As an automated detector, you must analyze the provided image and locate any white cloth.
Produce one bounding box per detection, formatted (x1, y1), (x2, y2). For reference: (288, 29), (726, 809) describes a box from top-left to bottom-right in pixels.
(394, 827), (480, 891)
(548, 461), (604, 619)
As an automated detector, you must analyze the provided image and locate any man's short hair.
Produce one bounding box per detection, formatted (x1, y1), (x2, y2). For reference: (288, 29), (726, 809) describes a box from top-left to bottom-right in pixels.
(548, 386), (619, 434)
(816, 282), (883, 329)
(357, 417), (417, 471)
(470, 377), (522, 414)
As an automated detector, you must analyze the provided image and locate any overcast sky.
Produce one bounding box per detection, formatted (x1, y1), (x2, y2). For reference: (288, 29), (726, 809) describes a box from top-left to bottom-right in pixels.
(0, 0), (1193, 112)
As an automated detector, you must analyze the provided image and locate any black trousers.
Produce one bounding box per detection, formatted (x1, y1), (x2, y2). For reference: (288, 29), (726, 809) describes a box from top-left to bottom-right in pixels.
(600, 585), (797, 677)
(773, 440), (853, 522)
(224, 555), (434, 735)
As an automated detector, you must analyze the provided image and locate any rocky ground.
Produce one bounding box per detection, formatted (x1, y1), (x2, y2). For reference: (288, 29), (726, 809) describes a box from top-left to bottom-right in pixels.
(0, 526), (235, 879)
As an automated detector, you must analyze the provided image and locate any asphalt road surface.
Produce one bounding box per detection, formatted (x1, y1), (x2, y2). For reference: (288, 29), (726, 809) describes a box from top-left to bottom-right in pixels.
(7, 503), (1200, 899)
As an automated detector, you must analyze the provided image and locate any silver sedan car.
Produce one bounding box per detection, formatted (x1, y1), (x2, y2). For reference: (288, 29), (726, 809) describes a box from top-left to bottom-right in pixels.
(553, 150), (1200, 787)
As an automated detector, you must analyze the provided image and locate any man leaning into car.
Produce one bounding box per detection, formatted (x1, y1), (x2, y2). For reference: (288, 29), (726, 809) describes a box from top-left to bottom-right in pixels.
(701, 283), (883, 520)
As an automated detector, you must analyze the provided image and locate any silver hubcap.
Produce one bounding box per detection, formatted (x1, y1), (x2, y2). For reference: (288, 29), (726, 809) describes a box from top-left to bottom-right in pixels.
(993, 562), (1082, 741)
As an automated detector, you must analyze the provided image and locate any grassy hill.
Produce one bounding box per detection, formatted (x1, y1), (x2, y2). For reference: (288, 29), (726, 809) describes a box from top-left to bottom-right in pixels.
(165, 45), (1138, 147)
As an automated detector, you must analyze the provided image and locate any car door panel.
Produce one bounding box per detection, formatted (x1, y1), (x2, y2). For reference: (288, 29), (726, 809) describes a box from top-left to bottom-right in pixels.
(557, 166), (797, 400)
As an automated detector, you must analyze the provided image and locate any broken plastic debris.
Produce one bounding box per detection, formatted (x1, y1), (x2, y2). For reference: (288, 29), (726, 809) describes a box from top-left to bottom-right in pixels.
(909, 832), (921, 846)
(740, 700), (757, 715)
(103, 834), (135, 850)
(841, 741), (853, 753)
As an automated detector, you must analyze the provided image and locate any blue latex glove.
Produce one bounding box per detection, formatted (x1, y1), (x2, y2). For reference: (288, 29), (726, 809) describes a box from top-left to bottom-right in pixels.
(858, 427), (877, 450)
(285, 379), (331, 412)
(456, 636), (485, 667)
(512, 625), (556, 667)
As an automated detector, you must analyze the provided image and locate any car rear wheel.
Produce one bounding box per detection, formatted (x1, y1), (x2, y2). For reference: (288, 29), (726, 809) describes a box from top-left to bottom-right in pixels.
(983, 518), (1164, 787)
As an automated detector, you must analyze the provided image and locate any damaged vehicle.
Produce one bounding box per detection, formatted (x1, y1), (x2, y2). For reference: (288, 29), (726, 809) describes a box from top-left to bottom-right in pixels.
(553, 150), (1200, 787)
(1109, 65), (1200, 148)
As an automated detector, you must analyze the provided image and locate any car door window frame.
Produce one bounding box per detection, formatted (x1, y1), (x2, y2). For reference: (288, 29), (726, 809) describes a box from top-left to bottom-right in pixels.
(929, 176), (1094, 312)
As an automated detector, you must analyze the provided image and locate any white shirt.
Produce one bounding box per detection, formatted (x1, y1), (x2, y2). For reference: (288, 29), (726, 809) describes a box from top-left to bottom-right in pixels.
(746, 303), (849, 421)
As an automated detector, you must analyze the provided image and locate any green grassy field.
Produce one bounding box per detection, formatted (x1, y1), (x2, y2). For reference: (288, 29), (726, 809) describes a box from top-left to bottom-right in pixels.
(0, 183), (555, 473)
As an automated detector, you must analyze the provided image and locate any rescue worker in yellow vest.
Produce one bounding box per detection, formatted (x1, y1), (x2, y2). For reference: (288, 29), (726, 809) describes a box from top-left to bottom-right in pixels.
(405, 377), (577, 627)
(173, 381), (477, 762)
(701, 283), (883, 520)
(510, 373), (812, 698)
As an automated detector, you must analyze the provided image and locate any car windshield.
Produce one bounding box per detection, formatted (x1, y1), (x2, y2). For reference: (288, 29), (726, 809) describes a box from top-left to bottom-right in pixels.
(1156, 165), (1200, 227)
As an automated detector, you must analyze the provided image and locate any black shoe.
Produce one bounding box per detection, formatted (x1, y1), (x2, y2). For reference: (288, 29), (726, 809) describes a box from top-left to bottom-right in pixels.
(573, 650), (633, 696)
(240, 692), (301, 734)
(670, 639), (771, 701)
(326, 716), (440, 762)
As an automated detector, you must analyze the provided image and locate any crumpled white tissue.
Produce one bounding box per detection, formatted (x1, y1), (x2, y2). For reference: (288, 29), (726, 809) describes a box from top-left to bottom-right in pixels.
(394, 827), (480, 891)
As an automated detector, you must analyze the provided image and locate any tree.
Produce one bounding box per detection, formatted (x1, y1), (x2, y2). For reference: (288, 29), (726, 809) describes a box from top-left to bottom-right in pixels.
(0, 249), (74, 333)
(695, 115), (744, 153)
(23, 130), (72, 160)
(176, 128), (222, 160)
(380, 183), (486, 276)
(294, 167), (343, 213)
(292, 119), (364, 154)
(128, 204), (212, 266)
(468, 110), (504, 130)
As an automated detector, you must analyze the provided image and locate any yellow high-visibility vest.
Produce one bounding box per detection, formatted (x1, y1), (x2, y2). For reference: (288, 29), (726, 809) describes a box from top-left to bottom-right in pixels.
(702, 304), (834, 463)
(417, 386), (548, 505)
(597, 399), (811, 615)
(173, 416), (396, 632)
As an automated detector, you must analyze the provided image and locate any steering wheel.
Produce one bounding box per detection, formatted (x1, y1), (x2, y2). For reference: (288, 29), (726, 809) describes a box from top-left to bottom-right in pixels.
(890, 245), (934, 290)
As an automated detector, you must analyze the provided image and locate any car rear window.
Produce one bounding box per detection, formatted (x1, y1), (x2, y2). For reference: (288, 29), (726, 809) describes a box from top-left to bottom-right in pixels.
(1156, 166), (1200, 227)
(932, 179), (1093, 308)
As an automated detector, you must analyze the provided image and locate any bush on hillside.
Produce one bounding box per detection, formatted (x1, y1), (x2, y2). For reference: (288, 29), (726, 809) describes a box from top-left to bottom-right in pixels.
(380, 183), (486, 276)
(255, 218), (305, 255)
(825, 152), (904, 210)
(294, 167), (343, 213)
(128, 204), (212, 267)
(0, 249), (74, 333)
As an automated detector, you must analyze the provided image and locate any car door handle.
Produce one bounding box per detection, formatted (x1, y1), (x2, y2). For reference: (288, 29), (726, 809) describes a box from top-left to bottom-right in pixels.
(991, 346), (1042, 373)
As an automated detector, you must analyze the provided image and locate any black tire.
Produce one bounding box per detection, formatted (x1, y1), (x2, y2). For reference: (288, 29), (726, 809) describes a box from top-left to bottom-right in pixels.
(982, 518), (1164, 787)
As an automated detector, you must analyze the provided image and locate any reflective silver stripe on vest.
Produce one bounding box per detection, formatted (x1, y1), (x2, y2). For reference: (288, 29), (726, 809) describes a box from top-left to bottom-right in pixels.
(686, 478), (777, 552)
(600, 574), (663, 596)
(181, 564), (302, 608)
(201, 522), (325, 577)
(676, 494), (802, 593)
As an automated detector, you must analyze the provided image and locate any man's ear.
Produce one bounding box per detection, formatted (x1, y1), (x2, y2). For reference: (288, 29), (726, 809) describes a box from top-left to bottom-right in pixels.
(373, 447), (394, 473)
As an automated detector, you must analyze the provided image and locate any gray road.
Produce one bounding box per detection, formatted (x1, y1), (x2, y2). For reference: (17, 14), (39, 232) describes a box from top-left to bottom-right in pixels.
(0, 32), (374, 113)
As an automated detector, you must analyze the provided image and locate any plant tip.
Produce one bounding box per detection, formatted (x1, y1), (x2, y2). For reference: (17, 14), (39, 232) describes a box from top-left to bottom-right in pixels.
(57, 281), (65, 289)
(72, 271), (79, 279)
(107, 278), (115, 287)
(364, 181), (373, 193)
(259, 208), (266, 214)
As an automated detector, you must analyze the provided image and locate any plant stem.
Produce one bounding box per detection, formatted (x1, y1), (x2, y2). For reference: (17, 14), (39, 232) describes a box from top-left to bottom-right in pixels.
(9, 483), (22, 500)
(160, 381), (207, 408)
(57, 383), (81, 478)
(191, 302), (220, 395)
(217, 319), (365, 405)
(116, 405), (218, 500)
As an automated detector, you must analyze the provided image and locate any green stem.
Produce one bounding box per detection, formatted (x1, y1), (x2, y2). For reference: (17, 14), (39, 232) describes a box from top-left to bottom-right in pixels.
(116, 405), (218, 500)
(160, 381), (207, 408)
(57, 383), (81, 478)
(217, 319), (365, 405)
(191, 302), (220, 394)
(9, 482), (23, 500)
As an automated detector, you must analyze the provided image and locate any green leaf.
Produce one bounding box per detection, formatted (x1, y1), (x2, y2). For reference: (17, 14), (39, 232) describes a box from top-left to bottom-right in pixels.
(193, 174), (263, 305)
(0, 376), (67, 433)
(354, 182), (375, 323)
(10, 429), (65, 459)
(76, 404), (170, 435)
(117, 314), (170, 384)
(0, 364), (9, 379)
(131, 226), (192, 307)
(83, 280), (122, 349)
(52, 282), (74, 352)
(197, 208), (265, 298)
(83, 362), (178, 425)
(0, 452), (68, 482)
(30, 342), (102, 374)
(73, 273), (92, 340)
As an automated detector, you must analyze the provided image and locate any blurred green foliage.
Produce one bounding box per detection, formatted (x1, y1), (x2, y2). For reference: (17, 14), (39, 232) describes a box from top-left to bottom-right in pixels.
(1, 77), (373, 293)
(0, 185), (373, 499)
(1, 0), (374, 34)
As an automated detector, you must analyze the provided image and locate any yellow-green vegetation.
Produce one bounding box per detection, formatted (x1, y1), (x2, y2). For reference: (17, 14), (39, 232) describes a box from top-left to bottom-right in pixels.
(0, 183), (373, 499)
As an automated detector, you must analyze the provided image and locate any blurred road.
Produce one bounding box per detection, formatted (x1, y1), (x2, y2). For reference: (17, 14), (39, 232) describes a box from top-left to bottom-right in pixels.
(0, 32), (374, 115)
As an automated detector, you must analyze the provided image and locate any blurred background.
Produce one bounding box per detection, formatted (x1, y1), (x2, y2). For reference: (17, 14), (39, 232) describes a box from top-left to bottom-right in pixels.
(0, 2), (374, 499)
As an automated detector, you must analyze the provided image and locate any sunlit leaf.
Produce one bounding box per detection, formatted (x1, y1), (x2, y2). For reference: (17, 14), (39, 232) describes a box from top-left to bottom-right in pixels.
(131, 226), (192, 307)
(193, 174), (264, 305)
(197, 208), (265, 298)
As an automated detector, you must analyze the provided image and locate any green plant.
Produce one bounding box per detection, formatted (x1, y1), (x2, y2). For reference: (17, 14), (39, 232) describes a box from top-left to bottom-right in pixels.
***
### [Work item]
For each line in the records that holds "stem", show that line as it stands.

### [Worked solution]
As an automated detector, you must analyze the provided image and locate any plant stem.
As an automated detector, you must analyze the provided image and locate any green stem.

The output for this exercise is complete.